[Instruções do exercício]: Transcreva na íntegra, sem qualquer alteração, o texto sobre a política alemã.

Johann Wolfgang von Goethe, "Fausto", 1806.


É conhecido o complexo de inferioridade europeu para com os Alemães. Quase todos os europeus consideram o país um exemplo a seguir no que toca à eficácia ou à produtividade - estranhamente, nunca se fala da sua qualidade de vida associada, por exemplo, aos espaços verdes ou à arquitectura e urbanismo, ou aos transportes públicos, como forma motriz dessa mesma produtividade; paradoxalmente, quase todos os governos dos Europeus seguem hoje a cartilha Merkel, que mais não é do que a denegação absoluta de tudo isso. A Alemanha foi feita com investimento - e perdão da dívida. A austeridade é o desperdício dos governantes e financistas reinventado em cínico exercício de virtuosismo dos povos.

No passado dia 2 de Outubro, João Carlos Barradas descrevia bem os dias de hoje na política alemã, neste jornal, em artigo intitulado "O reverso de Merkel". Em 2008, durante o seu primeiro governo, Angela Merkel, democrata-cristã, surgia com um ar grave na Televisão, para se dirigir aos Alemães. Ao seu lado está Peer Steinbrueck, seu ministro das Finanças, Social-Democrata, do partido SPD, que sustentava na altura a primeira coligação da Chanceler. Falam para dizer aos depositantes: o vosso dinheiro está seguro, os depósitos dos cidadãos no falido Hypovereinsbank estão garantidos. Sim, um banco alemão faliu; o "Hypo", banco de investimento imobiliário, faliu.

[Dados fornecidos]:
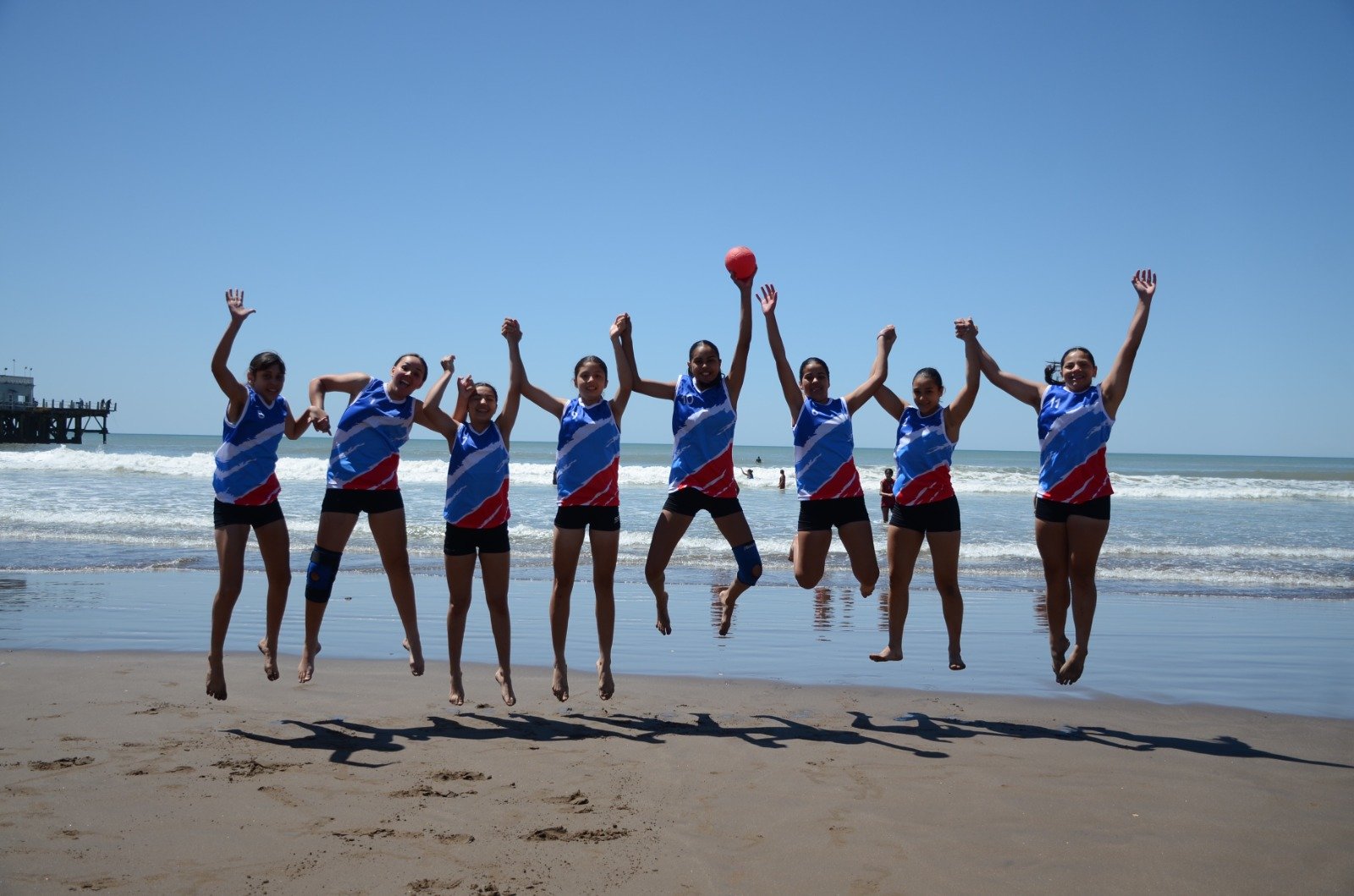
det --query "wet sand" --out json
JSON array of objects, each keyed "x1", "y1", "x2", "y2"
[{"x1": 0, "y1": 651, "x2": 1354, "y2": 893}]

[Resultado]:
Johann Wolfgang von Goethe, "Fausto", 1806.


É conhecido o complexo de inferioridade europeu para com os Alemães. Quase todos os europeus consideram o país um exemplo a seguir no que toca à eficácia ou à produtividade - estranhamente, nunca se fala da sua qualidade de vida associada, por exemplo, aos espaços verdes ou à arquitectura e urbanismo, ou aos transportes públicos, como forma motriz dessa mesma produtividade; paradoxalmente, quase todos os governos dos Europeus seguem hoje a cartilha Merkel, que mais não é do que a denegação absoluta de tudo isso. A Alemanha foi feita com investimento - e perdão da dívida. A austeridade é o desperdício dos governantes e financistas reinventado em cínico exercício de virtuosismo dos povos.

No passado dia 2 de Outubro, João Carlos Barradas descrevia bem os dias de hoje na política alemã, neste jornal, em artigo intitulado "O reverso de Merkel". Em 2008, durante o seu primeiro governo, Angela Merkel, democrata-cristã, surgia com um ar grave na Televisão, para se dirigir aos Alemães. Ao seu lado está Peer Steinbrueck, seu ministro das Finanças, Social-Democrata, do partido SPD, que sustentava na altura a primeira coligação da Chanceler. Falam para dizer aos depositantes: o vosso dinheiro está seguro, os depósitos dos cidadãos no falido Hypovereinsbank estão garantidos. Sim, um banco alemão faliu; o "Hypo", banco de investimento imobiliário, faliu.